#### [Text passage]
Segment Open

# Vri & Ore



## normalrog (Jan 21, 2008)

I own 2 VRI managed resorts and have been patiently waiting for this promised VRI/ORE internal exchange program to launch.  Anyone know anything about it?

The original press release:

Vacation Resorts International Purchases
Owner's Resorts & Exchange Inc. (ORE)

July 5, 2006, Laguna Hills, CA – Vacation Resorts International (VRI) announces the purchase of Owner’s Resorts & Exchange Inc. (ORE).

ORE has been headquartered in Salt Lake City, Utah for the past 15 years and those offices will remain in tact and operational with the existing team members, under the direction of VRI. This purchase adds 25 resort associations in ten states to VRI. ORE also offers an internal exchange program and manages a program called Multi-Resort Ownership Partnership (MROP) (a weeks based vacation club) that includes over 65 resort locations.

As stated by Roy Fraser, Chairman and CEO of VRI: "This is a very exciting time for VRI. The team at ORE has the same strong values and ethics that have been the trademark of VRI for the last 26 years and we look forward to the opportunities that will continue to present themselves as a result of joining two great teams together. The VRI executive team led by Joseph Takacs, President and including Alex Fogel, COO, Juanita Presley, CFO, Stacey Shilling, Sr. Vice President Operations and Jan Samson, Sr. Vice President Business and Corporate Development have done, and continue to do an outstanding job for VRI and I am confident they, along with the new team from ORE will welcome and ensure a seamless merger of ORE into VRI."

"The ORE internal exchange program is extremely attractive, and we look forward to being able to integrate this program into many of the resorts that VRI is privileged to manage as a very cost effective, simple to use program for the owners," says Joseph Takacs, President of VRI.

Some of the new resort locations included in this purchase are Jackson Hole, Wyoming; Mesquite, Nevada; Pinetop, Arizona; Ruidoso, New Mexico; Sun Valley, Idaho; Waikiki and Kauai, Hawaii and several locations in Utah, including Park City.

"These locations give us beautiful new vacation destinations and bring our total resort family to almost 150 resort locations and over 300,000 owners," says Jan Samson, Senior Vice President Business and Corporate Development & Special Projects. "We are thrilled to be announcing this purchase of ORE, and are obviously very excited about what it means to our future as well as those of all of our team members and owners that we so proudly serve!"

Segment Closed

#### [Entries shown]
Segment Open

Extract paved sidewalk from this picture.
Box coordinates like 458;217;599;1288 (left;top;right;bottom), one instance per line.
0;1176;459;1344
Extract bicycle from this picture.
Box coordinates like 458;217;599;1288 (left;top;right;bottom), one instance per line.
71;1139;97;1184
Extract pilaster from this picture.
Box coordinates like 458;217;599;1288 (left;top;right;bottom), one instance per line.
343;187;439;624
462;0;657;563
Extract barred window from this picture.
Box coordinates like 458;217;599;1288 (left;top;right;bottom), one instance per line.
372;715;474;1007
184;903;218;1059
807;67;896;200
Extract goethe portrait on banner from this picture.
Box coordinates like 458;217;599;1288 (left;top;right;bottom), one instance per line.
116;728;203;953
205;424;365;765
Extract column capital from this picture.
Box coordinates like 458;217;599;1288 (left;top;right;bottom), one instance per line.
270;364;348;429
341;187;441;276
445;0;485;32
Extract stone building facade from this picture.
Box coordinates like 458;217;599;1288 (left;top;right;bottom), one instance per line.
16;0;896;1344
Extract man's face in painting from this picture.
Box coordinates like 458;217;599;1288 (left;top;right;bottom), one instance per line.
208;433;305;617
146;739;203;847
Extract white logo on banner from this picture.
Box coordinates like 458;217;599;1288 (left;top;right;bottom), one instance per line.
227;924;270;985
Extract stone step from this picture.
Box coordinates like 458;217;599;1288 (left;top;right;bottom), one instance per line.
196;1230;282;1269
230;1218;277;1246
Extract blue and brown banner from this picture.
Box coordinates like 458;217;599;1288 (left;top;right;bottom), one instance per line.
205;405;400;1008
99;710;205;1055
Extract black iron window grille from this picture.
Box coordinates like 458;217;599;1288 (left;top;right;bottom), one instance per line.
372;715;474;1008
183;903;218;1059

Segment Closed

#### [Check your understanding]
- a) Swap "Pinetop" for "Flagstaff" in the VRI/ORE thread, beginning at the words "Some of the" and stopping after "including Park City.".
- b) Answer these questions from the VRI/ORE thread.
(i) In which city has ORE been headquartered?
(ii) Who is the Chairman and CEO of VRI?
(iii) How many resort associations does the purchase add to VRI?
The lines after the VRI/ORE thread are separate material.

#### [Task-by-task outputs]
- a)
Some of the new resort locations included in this purchase are Jackson Hole, Wyoming; Mesquite, Nevada; Flagstaff, Arizona; Ruidoso, New Mexico; Sun Valley, Idaho; Waikiki and Kauai, Hawaii and several locations in Utah, including Park City.

- b)
(i) Salt Lake City, Utah
(ii) Roy Fraser
(iii) 25, in ten states